──────── Extracted data

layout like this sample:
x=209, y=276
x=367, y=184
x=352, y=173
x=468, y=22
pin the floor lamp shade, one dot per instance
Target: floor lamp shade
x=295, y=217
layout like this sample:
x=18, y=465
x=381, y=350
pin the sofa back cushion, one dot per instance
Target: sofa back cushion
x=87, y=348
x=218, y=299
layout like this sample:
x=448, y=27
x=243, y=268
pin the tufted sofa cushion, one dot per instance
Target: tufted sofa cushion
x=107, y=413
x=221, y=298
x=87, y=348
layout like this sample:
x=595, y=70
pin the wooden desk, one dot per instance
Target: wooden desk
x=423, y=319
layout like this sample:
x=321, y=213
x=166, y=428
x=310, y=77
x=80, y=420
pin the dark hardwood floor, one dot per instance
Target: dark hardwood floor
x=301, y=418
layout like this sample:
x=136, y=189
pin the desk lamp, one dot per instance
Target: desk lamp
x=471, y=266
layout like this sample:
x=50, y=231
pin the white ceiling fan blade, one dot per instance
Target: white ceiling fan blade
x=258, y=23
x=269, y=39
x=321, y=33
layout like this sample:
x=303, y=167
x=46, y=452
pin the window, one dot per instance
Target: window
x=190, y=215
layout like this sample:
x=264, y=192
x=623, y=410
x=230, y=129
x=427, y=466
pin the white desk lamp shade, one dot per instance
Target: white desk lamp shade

────────────────

*Set exercise*
Rewrite every line of the rows above as a Markdown table with two columns, Line and Content. Number the lines in order and omit any blank lines.

*Exercise response*
| Line | Content |
|---|---|
| 1 | layout like this sample: |
| 2 | x=209, y=276 |
| 3 | x=367, y=184 |
| 4 | x=352, y=173 |
| 5 | x=468, y=22 |
| 6 | pin the floor lamp shade, one dot per instance |
| 7 | Target: floor lamp shade |
| 8 | x=295, y=217 |
| 9 | layout like this sample: |
| 10 | x=18, y=465 |
| 11 | x=381, y=350 |
| 12 | pin the sofa back cushion, one dot per instance |
| 13 | Target: sofa back cushion |
| 14 | x=87, y=348 |
| 15 | x=218, y=299 |
| 16 | layout like this sample: |
| 17 | x=448, y=27 |
| 18 | x=243, y=268 |
| 19 | pin the tufted sofa cushion, one dot per instance |
| 20 | Target: tufted sofa cushion |
| 21 | x=107, y=413 |
| 22 | x=221, y=298 |
| 23 | x=87, y=348 |
| 24 | layout like this sample: |
| 25 | x=595, y=70 |
| 26 | pin the wooden desk, one dot per instance |
| 27 | Target: wooden desk |
| 28 | x=423, y=319 |
| 29 | layout like this sample: |
| 30 | x=321, y=213 |
| 31 | x=166, y=428 |
| 32 | x=310, y=77 |
| 33 | x=80, y=420 |
| 34 | pin the dark hardwood floor, one dot per instance |
| 35 | Target: dark hardwood floor |
| 36 | x=301, y=418 |
| 37 | layout like this sample: |
| 38 | x=136, y=189 |
| 39 | pin the desk lamp, one dot per instance |
| 40 | Target: desk lamp |
| 41 | x=471, y=266 |
| 42 | layout like this sample: |
| 43 | x=50, y=231 |
| 44 | pin the white ceiling fan blade, one dot per instance |
| 45 | Target: white ceiling fan blade |
| 46 | x=258, y=23 |
| 47 | x=269, y=39 |
| 48 | x=321, y=33 |
| 49 | layout like this sample: |
| 50 | x=303, y=167 |
| 51 | x=46, y=452 |
| 52 | pin the window, one dot per instance |
| 53 | Target: window |
| 54 | x=190, y=215 |
| 55 | layout like this sample: |
| 56 | x=264, y=192 |
| 57 | x=623, y=410 |
| 58 | x=230, y=129 |
| 59 | x=427, y=466 |
| 60 | pin the white desk lamp shade, one dot per instance |
| 61 | Target: white desk lamp shade |